To do: Collect every line of the records below that contains the word "small". Case counts.

Material provided:

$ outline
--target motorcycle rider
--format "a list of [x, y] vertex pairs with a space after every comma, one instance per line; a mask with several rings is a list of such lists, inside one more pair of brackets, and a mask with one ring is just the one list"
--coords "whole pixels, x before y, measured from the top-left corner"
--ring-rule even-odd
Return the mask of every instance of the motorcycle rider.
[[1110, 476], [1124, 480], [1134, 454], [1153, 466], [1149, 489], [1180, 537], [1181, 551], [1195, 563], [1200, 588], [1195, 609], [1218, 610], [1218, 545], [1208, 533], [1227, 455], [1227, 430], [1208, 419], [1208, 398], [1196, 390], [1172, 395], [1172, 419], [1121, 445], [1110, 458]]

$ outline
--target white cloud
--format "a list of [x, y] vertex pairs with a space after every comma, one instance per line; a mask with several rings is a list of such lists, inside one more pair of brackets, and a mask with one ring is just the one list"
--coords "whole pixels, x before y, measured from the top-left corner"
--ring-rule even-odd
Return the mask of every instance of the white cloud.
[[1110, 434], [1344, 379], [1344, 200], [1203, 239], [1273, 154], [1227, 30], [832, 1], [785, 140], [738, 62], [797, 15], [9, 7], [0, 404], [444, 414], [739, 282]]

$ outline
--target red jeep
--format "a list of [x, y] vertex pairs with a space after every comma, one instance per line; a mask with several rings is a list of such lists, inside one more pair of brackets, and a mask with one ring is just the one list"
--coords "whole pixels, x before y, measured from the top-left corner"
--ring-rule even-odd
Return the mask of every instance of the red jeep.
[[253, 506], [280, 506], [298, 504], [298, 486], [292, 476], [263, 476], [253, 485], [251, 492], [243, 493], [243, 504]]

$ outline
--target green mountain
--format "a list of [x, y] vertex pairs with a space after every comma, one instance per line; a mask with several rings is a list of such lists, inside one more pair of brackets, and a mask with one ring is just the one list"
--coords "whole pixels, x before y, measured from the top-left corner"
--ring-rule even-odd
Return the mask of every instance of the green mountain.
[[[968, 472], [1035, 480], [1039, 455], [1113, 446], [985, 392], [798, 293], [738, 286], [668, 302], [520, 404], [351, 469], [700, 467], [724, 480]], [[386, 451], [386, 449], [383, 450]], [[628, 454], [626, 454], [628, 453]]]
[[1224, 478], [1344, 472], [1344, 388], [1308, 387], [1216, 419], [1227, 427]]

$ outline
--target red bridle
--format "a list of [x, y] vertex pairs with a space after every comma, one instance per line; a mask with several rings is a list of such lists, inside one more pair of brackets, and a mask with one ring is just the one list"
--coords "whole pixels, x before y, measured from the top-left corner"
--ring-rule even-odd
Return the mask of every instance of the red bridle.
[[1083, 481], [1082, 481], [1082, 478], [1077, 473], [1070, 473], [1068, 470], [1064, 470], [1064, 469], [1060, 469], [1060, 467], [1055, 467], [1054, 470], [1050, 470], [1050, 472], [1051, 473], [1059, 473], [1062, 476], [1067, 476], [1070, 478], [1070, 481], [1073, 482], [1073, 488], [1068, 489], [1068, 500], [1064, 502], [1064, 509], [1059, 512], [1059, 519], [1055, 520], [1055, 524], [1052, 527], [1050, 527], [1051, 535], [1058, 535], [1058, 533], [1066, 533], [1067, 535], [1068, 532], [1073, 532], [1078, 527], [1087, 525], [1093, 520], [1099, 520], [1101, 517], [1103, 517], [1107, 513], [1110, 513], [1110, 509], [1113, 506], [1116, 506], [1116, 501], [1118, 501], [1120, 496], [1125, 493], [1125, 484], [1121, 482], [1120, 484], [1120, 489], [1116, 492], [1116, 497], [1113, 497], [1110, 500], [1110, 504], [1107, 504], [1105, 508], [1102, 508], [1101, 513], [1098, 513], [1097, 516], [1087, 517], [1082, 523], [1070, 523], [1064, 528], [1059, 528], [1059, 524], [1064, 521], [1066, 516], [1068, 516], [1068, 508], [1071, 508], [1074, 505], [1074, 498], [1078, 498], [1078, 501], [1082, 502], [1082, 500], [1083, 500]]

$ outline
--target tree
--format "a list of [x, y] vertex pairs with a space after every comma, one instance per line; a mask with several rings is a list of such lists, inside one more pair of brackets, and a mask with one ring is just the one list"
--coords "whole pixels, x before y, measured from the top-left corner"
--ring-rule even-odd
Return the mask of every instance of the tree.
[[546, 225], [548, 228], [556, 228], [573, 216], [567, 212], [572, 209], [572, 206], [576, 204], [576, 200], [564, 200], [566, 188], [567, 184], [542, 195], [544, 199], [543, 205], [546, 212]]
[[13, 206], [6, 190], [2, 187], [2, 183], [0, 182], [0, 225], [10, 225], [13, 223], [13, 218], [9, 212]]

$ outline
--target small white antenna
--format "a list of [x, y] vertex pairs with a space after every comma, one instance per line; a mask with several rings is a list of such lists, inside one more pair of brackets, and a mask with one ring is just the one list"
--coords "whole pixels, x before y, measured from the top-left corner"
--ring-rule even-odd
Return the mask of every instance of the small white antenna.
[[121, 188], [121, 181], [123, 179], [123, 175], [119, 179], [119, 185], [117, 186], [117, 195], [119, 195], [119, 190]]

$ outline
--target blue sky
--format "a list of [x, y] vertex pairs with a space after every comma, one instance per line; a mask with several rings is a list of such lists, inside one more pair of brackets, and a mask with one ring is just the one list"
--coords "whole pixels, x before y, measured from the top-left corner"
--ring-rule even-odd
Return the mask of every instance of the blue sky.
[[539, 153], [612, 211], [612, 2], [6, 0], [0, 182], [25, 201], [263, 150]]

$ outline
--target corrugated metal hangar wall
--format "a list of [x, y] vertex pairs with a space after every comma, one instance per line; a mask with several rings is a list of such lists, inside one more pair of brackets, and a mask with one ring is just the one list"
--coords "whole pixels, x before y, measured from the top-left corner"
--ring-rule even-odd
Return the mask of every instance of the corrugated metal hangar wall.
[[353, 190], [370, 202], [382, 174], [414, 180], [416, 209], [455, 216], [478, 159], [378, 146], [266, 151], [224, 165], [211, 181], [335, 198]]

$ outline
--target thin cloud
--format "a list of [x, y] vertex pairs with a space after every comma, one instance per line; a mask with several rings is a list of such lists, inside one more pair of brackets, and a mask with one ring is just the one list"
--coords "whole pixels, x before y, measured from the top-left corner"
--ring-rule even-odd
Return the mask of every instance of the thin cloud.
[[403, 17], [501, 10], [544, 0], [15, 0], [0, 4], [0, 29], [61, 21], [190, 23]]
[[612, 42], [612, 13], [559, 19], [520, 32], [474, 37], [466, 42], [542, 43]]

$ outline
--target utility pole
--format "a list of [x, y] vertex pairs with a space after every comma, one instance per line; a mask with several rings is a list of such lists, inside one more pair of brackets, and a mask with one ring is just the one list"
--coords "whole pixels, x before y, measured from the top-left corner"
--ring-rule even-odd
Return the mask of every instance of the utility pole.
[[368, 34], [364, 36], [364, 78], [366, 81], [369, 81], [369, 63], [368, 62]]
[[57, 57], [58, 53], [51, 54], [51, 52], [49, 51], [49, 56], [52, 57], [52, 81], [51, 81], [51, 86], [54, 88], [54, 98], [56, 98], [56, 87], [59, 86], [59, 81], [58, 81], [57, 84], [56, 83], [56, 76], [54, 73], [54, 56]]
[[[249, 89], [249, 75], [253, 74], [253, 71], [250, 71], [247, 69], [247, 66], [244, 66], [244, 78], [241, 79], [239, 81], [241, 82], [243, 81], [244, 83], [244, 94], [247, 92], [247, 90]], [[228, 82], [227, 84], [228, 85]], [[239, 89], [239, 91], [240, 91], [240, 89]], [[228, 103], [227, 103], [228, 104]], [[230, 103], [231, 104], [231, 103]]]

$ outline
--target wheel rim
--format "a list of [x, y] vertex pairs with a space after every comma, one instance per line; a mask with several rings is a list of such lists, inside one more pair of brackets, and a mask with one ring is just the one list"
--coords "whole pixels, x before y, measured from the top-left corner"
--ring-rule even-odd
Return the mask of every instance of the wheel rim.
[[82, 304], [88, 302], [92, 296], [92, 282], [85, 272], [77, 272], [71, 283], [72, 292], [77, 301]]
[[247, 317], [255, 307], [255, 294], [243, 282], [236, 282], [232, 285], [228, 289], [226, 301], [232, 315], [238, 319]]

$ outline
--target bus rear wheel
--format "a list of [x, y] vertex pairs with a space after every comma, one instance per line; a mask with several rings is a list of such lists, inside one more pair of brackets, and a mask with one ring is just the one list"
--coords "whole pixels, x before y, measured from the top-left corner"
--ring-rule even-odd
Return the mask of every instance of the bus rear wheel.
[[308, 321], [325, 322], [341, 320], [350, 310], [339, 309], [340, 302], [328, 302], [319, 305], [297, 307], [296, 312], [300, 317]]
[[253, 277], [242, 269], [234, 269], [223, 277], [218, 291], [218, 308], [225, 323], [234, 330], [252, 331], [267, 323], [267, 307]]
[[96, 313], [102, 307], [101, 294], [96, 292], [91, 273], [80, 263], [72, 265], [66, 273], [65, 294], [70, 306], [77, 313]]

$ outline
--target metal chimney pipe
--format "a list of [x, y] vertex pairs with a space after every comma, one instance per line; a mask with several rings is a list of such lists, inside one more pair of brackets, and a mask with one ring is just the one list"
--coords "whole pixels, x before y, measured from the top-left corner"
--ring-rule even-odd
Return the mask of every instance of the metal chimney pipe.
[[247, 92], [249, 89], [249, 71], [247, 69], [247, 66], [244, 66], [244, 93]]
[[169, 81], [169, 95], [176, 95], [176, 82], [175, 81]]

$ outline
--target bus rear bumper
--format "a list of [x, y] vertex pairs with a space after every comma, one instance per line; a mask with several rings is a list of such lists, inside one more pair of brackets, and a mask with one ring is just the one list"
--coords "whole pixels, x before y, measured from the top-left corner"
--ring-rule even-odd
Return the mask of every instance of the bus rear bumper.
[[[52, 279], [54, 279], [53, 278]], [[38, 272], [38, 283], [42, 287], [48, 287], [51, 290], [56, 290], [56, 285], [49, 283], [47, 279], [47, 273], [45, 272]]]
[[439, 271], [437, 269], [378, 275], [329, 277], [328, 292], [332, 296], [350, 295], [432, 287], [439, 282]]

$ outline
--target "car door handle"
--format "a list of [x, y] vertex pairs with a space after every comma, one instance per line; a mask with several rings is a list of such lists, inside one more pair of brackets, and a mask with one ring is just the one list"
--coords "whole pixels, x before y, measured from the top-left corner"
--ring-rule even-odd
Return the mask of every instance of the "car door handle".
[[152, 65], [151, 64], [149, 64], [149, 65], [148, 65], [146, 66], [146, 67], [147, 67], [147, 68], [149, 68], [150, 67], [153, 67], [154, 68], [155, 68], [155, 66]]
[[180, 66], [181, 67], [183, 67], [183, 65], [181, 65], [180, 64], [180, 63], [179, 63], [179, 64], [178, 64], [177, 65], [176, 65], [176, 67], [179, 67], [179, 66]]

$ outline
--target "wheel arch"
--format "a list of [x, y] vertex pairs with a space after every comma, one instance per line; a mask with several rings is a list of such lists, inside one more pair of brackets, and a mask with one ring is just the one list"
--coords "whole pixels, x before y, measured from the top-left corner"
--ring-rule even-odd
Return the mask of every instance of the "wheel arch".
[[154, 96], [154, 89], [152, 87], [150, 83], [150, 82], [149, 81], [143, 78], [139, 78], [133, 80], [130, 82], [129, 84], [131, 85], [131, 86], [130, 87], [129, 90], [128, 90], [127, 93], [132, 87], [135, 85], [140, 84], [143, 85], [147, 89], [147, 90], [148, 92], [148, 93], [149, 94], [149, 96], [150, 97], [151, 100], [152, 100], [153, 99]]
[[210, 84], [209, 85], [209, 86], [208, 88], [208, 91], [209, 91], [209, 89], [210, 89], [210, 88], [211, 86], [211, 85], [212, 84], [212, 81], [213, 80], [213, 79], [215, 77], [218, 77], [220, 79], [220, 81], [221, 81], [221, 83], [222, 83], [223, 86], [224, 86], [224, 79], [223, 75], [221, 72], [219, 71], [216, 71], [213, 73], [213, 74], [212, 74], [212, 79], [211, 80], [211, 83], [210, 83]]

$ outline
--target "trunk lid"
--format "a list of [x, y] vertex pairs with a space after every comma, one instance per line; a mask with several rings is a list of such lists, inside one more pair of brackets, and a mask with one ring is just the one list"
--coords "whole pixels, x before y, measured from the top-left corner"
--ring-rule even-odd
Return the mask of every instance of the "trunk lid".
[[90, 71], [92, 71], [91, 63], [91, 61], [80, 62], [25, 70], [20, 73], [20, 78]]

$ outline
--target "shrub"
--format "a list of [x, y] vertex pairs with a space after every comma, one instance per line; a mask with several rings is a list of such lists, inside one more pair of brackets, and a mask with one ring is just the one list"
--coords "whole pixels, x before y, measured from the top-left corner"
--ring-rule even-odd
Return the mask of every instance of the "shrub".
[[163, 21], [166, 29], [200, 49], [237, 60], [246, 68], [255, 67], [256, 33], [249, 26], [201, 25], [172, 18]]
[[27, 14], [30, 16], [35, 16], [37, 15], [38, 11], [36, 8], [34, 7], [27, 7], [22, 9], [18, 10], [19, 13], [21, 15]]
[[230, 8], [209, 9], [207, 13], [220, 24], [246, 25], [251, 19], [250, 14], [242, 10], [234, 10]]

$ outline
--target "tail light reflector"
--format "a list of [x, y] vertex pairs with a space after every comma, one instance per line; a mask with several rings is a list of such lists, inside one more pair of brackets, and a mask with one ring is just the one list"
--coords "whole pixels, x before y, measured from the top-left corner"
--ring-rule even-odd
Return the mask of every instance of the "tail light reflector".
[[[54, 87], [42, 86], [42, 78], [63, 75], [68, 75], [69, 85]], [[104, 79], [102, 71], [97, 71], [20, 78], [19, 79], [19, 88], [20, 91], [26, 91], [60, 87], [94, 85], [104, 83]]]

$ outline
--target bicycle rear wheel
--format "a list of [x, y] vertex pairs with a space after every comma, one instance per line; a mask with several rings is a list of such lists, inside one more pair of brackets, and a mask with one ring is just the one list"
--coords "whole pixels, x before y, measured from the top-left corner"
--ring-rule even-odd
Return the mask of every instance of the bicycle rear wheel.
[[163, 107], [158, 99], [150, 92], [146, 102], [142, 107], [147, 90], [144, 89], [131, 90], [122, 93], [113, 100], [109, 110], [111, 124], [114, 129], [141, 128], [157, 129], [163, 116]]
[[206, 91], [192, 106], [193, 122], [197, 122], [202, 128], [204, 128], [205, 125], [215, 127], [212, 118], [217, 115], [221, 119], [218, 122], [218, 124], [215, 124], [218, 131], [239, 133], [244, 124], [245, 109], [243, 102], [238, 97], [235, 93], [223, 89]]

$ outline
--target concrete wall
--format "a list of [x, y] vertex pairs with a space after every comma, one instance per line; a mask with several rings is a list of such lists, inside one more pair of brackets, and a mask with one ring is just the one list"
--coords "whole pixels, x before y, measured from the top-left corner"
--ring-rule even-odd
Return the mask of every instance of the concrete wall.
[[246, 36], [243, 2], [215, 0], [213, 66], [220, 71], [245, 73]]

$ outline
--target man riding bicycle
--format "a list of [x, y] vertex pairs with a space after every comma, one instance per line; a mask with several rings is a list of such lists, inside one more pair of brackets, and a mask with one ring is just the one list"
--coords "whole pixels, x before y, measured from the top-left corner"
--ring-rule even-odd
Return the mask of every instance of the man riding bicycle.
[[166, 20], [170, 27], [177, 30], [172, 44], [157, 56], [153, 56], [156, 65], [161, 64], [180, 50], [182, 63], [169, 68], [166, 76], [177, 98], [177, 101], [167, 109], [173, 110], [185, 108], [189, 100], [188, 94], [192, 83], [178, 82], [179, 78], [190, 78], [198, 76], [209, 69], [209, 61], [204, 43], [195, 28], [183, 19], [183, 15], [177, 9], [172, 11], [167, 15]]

Answer to this exercise:
--target small white antenna
Return the mask of every instance of the small white antenna.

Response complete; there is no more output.